Reproduce nothing but the closing run of lines: the line with "of the shrub" and each line that follows it to the end of the data.

Items from a dataset
-------

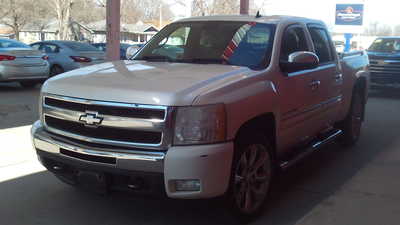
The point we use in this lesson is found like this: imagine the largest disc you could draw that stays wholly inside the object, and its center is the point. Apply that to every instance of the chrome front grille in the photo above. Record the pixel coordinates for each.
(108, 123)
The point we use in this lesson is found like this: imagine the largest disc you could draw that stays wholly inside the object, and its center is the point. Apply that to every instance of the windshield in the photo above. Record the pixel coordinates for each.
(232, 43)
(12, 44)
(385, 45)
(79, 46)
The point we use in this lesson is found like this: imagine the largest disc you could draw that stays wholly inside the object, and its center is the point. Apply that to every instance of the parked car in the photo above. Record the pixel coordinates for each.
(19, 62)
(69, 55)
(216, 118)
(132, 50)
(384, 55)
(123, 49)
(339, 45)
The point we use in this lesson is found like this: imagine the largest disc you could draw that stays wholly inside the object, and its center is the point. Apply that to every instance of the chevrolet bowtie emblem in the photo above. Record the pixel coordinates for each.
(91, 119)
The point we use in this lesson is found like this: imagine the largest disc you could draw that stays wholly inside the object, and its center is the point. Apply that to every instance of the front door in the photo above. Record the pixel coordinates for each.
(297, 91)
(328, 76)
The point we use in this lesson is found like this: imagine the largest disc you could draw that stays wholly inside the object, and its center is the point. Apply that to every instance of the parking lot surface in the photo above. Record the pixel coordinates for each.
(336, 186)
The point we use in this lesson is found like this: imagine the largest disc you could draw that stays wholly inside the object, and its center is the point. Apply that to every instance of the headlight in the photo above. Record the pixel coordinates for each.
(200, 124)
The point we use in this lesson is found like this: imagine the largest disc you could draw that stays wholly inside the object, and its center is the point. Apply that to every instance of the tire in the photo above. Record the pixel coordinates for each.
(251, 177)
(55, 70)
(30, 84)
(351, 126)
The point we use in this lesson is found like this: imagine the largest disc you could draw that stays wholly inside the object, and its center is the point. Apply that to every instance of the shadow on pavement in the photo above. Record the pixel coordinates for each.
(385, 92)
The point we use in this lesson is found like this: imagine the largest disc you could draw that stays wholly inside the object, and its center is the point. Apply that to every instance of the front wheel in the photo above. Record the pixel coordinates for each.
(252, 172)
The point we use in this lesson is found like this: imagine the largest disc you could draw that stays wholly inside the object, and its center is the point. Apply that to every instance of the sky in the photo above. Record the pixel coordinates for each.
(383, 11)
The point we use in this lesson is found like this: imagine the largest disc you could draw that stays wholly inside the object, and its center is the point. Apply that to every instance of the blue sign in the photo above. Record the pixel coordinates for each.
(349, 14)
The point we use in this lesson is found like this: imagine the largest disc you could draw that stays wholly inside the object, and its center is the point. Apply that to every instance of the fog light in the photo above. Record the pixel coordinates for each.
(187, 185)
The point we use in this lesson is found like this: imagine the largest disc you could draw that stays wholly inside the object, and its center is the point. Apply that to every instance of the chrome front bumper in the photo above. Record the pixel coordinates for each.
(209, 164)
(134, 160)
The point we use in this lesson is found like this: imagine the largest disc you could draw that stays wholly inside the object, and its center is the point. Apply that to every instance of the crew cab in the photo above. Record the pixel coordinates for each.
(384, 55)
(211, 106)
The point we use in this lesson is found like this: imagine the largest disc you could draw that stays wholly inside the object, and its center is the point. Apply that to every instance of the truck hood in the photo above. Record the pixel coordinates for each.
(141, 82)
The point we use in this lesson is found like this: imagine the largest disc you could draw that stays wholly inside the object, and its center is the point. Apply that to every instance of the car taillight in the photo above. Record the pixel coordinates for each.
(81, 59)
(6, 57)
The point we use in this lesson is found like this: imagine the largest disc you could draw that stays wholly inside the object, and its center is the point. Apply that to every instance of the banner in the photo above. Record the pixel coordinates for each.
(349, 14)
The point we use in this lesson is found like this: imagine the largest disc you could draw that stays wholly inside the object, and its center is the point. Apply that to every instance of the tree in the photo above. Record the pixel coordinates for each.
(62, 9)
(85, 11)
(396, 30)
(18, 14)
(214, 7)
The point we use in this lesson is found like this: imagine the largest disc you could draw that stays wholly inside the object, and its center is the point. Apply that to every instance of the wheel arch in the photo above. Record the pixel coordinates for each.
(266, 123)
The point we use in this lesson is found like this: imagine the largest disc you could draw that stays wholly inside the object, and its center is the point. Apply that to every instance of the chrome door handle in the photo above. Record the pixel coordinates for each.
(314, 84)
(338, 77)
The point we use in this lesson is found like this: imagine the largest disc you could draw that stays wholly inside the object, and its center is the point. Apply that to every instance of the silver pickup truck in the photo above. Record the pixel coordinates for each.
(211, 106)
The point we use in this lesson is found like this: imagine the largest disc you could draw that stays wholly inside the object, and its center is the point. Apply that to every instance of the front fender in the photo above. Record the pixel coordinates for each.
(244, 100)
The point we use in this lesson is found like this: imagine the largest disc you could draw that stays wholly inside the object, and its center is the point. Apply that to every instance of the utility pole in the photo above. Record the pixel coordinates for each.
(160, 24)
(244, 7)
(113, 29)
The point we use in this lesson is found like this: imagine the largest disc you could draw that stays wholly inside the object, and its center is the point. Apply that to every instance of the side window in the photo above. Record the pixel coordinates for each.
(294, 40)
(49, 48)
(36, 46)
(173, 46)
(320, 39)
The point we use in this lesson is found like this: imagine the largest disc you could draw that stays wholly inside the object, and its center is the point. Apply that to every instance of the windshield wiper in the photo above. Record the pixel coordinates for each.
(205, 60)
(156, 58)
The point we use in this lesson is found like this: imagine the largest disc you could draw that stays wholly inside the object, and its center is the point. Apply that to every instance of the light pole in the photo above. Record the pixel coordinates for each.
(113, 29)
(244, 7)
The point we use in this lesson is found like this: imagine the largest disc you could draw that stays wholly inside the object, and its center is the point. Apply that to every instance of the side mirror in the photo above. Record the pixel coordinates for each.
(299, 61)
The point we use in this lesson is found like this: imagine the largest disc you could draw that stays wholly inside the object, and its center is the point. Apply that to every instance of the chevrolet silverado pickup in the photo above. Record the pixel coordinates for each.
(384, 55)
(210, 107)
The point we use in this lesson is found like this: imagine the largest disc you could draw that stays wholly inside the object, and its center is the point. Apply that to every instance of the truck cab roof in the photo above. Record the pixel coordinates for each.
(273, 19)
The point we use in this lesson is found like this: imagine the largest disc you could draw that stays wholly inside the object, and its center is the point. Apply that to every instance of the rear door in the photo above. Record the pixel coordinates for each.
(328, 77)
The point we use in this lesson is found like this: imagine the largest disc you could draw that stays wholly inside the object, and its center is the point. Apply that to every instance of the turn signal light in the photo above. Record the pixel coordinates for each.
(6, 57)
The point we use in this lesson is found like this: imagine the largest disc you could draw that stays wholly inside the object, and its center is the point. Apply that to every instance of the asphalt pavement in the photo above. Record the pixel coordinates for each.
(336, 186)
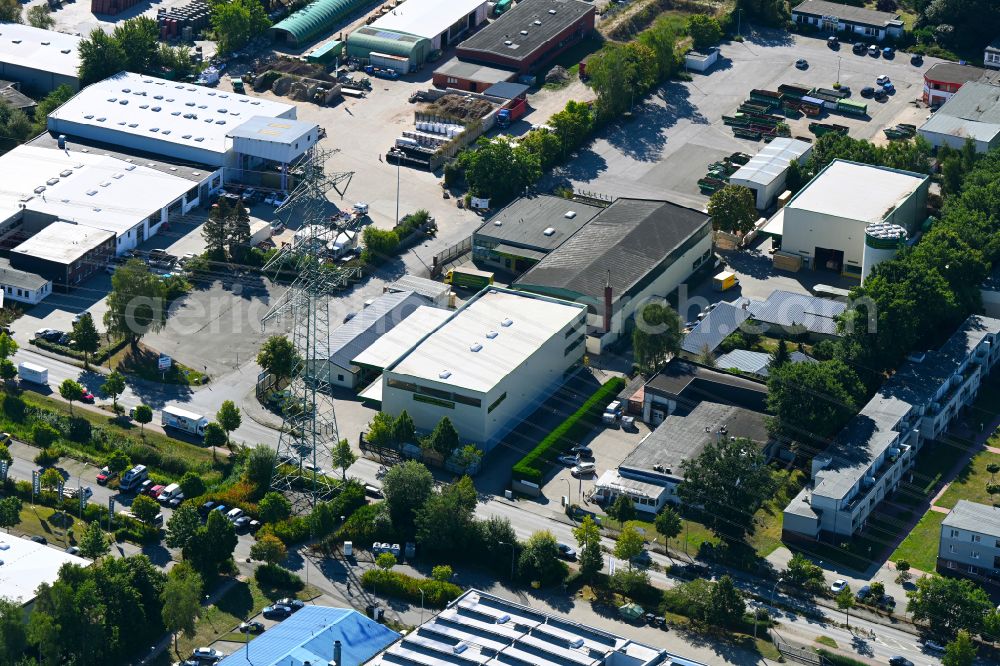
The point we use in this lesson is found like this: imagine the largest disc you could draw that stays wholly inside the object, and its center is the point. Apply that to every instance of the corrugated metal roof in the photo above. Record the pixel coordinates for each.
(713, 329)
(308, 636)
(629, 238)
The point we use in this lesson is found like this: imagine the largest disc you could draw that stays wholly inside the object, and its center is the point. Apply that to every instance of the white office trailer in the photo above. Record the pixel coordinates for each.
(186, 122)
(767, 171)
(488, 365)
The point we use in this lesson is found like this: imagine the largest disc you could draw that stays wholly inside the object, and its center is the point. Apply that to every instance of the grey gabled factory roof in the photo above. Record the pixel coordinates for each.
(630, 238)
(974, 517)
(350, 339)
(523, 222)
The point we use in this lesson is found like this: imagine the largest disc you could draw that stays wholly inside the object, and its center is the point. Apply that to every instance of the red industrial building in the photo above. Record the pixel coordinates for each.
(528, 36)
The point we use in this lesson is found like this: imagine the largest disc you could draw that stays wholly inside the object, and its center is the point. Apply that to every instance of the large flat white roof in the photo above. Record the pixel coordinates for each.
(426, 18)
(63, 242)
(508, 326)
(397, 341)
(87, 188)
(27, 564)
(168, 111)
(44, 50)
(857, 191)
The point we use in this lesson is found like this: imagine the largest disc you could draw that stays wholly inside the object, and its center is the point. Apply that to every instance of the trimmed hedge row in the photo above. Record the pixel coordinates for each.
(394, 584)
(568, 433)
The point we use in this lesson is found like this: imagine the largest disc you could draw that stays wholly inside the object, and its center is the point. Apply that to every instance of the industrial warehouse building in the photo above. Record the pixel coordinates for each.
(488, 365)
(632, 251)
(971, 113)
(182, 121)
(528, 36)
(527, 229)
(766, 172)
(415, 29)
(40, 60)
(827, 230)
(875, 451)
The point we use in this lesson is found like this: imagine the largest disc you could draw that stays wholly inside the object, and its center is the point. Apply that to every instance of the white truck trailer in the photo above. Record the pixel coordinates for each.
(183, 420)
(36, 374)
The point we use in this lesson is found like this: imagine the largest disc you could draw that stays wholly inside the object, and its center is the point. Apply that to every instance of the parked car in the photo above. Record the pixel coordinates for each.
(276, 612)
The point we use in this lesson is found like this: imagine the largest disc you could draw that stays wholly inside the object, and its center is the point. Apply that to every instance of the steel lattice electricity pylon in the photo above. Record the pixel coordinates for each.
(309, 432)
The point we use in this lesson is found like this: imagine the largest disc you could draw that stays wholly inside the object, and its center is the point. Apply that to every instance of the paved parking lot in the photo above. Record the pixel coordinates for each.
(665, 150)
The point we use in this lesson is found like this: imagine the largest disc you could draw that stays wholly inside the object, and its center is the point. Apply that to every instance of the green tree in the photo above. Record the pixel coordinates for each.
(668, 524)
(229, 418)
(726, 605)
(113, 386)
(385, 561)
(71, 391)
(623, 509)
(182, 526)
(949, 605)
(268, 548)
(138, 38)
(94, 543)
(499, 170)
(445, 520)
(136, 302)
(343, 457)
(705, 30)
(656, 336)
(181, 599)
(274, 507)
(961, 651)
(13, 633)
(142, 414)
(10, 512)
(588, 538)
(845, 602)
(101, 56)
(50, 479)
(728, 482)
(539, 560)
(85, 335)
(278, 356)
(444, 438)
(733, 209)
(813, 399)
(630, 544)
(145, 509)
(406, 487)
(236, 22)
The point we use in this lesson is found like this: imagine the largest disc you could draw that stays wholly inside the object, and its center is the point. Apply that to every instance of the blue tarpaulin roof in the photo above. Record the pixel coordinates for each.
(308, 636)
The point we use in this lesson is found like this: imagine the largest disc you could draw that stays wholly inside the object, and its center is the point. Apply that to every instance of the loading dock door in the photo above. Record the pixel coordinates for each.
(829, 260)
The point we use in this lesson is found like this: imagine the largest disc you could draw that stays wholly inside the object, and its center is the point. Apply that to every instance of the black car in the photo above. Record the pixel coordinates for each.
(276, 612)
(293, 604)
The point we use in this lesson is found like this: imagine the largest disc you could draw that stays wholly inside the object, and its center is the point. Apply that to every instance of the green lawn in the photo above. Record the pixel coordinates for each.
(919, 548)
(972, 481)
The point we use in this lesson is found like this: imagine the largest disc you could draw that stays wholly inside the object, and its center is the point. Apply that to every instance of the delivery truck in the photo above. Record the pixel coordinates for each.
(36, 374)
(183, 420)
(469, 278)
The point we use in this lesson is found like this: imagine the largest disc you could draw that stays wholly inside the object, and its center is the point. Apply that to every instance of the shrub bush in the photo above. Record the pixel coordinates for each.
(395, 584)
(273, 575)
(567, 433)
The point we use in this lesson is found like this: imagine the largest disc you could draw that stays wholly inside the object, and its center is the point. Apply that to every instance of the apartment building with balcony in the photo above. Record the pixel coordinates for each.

-------

**Exercise output**
The point we use in this lesson is found like this: imagine the largest disc you could draw that stays wholly inside the object, and its center is the point. Apply that to every instance of the shrub bush in the photo above. Record the pixel coordinates for each.
(395, 584)
(273, 575)
(567, 433)
The point we use in this lesson is found like this: imagine the largest disc you could draw that stays wholly inside the object, and its center is the point. Apply that to every instance of the apartment building with balcony in the photo above. Record the pixel coordinates for each.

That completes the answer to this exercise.